Goal of the exercise. Count the lines of the items below that contain the string "shorts", and reply with only that number.

Stored data entries.
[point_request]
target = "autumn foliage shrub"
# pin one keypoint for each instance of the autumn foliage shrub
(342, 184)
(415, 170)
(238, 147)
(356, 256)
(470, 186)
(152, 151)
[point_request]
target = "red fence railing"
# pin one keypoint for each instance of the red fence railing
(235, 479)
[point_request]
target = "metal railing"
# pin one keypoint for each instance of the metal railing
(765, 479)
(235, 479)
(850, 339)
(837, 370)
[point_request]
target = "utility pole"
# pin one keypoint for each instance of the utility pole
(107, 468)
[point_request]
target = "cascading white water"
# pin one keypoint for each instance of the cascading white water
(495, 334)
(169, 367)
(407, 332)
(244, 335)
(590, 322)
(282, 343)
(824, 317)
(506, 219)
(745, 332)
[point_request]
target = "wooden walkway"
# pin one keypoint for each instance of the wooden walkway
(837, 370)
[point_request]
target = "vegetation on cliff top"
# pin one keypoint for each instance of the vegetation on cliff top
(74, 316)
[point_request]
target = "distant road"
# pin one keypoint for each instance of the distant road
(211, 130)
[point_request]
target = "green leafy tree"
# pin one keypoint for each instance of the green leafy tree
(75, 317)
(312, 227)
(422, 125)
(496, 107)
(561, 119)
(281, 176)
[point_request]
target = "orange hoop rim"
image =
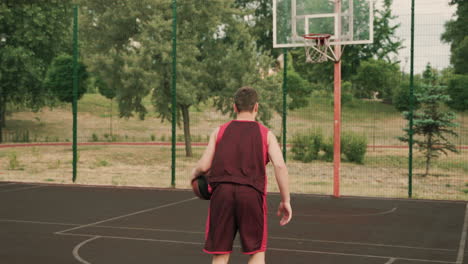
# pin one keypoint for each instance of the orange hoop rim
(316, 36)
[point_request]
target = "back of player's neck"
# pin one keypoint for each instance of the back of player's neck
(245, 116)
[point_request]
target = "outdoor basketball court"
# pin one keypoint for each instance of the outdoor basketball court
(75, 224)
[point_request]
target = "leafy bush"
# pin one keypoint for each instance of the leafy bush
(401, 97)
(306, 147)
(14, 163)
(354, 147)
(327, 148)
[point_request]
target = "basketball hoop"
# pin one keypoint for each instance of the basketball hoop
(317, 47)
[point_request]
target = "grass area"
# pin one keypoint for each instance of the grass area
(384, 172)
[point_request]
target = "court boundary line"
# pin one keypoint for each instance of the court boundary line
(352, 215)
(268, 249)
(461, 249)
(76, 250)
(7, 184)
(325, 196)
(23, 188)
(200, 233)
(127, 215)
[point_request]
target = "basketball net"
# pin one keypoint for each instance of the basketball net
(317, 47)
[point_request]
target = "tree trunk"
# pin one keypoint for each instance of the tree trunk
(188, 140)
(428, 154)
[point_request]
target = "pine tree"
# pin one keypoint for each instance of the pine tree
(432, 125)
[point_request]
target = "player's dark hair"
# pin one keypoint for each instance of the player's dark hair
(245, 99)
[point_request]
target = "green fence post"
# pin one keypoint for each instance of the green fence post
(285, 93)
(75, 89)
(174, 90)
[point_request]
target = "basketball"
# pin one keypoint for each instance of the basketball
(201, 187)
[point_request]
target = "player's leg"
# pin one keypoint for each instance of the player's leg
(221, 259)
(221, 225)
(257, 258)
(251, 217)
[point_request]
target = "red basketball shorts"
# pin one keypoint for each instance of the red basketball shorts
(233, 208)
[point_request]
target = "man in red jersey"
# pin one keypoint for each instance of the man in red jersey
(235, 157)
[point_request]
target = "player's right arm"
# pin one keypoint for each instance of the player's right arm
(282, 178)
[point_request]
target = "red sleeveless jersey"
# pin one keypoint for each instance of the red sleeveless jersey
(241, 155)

--

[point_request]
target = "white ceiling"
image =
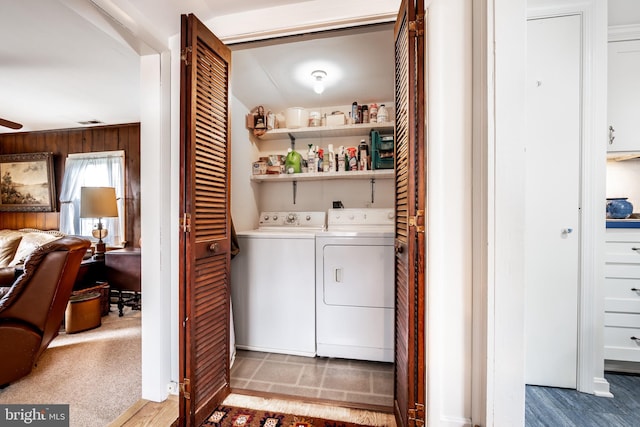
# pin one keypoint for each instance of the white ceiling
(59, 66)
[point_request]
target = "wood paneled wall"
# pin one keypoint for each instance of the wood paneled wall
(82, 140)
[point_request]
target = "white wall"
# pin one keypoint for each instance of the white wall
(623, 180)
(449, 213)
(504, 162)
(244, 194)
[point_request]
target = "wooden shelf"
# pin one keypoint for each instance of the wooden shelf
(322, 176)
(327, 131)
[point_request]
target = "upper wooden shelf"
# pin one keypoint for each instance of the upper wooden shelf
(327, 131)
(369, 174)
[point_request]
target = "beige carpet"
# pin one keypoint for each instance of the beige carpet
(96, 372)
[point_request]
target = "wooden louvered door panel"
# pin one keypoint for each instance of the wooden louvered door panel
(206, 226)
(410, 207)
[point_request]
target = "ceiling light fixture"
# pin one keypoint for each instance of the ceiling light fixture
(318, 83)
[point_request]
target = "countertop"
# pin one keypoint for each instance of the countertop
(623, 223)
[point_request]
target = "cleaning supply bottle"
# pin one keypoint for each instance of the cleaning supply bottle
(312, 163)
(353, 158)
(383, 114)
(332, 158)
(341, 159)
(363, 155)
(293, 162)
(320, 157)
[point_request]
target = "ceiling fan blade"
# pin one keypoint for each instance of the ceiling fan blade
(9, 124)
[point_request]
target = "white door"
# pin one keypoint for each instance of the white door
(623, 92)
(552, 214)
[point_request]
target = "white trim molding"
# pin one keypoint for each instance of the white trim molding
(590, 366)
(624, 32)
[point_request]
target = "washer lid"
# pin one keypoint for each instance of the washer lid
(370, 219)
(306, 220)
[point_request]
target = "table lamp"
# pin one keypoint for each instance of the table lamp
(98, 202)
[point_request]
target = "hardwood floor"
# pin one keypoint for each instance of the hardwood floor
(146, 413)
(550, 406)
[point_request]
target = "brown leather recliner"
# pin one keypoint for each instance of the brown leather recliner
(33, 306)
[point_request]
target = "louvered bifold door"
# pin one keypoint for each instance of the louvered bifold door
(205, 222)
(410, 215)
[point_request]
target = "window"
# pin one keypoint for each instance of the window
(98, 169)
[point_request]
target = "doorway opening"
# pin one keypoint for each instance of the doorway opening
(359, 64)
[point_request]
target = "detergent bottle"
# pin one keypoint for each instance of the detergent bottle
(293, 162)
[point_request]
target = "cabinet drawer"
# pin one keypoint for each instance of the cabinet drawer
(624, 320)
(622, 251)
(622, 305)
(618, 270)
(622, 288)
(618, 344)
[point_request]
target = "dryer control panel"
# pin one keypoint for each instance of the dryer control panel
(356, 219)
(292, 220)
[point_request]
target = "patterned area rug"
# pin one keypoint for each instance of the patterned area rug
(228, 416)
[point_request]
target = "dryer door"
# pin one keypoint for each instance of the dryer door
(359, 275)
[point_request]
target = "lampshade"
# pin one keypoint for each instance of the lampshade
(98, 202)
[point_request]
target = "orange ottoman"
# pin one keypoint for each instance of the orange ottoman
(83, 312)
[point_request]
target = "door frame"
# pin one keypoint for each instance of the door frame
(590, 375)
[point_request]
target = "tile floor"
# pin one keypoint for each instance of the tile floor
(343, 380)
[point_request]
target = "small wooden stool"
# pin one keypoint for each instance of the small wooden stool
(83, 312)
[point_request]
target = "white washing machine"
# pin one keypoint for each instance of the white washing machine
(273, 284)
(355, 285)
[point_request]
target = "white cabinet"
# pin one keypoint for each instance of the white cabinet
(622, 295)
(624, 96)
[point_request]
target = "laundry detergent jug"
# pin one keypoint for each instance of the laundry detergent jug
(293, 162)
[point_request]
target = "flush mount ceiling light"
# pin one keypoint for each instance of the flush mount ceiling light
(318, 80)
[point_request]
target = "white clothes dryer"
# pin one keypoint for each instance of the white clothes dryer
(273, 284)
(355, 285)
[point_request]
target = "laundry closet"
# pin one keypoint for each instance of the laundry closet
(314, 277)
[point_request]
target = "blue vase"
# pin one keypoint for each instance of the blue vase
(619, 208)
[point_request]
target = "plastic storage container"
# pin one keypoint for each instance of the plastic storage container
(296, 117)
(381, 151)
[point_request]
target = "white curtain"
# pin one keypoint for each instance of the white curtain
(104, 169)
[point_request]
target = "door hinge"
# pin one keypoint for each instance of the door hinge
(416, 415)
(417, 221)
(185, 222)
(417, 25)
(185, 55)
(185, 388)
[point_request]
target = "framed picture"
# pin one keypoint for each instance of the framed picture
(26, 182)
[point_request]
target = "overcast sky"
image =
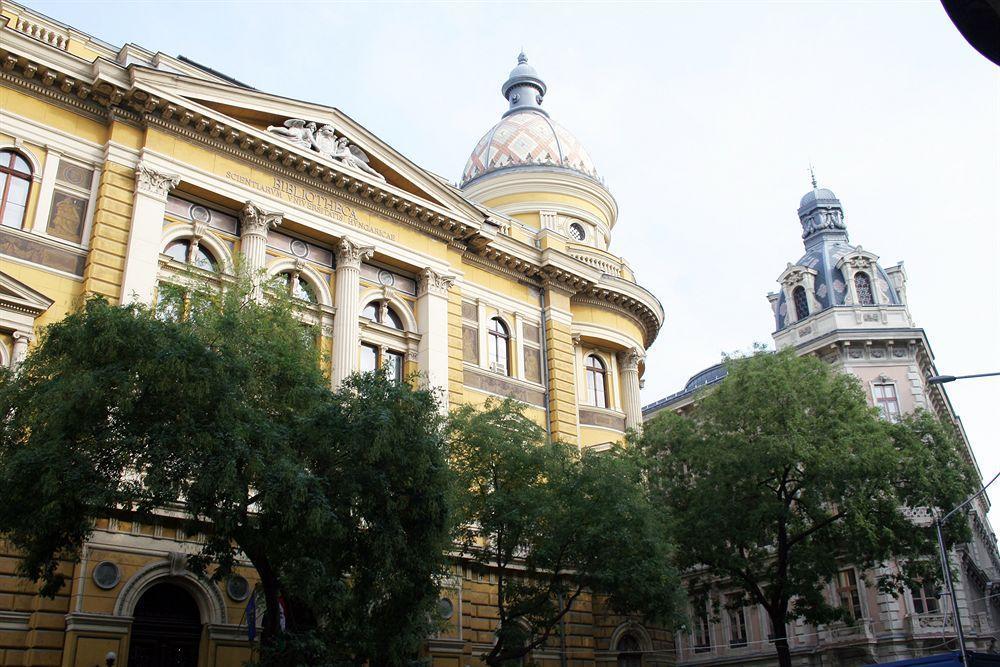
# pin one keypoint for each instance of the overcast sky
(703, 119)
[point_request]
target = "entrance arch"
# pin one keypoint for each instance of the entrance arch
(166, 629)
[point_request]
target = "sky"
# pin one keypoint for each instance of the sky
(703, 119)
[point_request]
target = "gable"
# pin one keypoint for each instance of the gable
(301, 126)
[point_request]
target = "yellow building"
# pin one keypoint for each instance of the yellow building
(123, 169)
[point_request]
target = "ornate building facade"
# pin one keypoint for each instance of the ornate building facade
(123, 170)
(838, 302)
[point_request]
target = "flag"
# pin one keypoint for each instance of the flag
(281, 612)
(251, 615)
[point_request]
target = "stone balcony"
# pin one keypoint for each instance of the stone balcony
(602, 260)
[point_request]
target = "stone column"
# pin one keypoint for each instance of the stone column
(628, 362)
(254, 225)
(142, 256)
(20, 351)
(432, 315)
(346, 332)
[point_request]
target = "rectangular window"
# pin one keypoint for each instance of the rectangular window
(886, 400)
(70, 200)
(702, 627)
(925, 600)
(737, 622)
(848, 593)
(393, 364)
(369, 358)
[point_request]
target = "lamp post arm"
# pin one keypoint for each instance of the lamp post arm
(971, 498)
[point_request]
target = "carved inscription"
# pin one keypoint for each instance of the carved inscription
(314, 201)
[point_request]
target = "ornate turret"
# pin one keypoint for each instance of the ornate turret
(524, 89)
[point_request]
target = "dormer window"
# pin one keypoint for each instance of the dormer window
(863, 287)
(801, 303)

Solved problem. 2